» The request
Copy everything from the line containing "Exercise. Find the evergreen" down to the end of the items, changing "shrub" to "bush" and leaving all else as it is.

» Records to use
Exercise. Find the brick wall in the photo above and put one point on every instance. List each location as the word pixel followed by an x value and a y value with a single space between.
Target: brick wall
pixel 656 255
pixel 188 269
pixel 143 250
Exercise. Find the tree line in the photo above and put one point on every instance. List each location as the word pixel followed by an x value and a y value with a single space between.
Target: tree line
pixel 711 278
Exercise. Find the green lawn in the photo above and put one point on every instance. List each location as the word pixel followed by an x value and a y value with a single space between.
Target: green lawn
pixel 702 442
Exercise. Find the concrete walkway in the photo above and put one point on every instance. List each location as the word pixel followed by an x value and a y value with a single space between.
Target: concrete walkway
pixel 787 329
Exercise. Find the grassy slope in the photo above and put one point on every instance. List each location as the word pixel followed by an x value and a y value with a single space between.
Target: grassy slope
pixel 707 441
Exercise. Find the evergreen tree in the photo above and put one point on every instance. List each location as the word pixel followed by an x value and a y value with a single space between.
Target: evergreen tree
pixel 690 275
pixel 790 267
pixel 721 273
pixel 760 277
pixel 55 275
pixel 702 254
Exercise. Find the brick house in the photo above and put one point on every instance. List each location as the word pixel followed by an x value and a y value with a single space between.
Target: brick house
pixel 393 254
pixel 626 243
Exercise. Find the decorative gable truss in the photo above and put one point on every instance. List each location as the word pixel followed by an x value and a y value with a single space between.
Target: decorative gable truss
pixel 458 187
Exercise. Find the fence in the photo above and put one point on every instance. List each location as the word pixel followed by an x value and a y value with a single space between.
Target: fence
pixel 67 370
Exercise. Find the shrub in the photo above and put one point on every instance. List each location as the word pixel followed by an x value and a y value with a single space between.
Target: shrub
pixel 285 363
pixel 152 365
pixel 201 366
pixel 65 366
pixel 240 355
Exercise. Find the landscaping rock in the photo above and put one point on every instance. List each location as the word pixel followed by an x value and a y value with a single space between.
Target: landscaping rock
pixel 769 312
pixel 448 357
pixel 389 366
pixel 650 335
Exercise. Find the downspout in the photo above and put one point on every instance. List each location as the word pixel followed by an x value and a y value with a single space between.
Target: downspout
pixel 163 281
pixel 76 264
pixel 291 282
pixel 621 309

» Expected answer
Exercise. Find the evergreen tree in the photo above and put one point on every instance. List each location as the word pixel followed by an x value and a y value with a single space between.
Target: evergreen tree
pixel 690 275
pixel 790 267
pixel 721 273
pixel 760 277
pixel 55 275
pixel 702 254
Exercise. Find the brick house in the photo above and put one point on every instance. List each location as the word pixel followed by an x value and a y value with a single space between.
Target: brick house
pixel 393 254
pixel 626 243
Exercise. Find the decorative gable truss in the photo above and put one point on every instance. List each location as the word pixel followed by an x value and a y value with a single space between.
Target: decorative gable truss
pixel 458 187
Exercise. Find the fence in the photo above and put one point on every instance. List each location as the word pixel followed by an x value and a y value with a single space between.
Target: fence
pixel 67 370
Exercise. Find the bush in the photo above and put one point on every instance. List each location as the word pixel followed by an x value and a y value with a single space between.
Target: bush
pixel 285 363
pixel 152 365
pixel 201 366
pixel 65 366
pixel 240 355
Exercise. Find the landscaping rock in the photo above and put one point on every instance. List each location as the word pixel followed by an x value and a y value with a single space between.
Target: landscaping rock
pixel 769 312
pixel 448 357
pixel 389 366
pixel 650 335
Exercise. Find the downspout in the photo above and put one point on every instance. List each location as the word pixel followed by an x value and a y value with a single space between.
Target: downspout
pixel 163 281
pixel 76 264
pixel 291 282
pixel 621 309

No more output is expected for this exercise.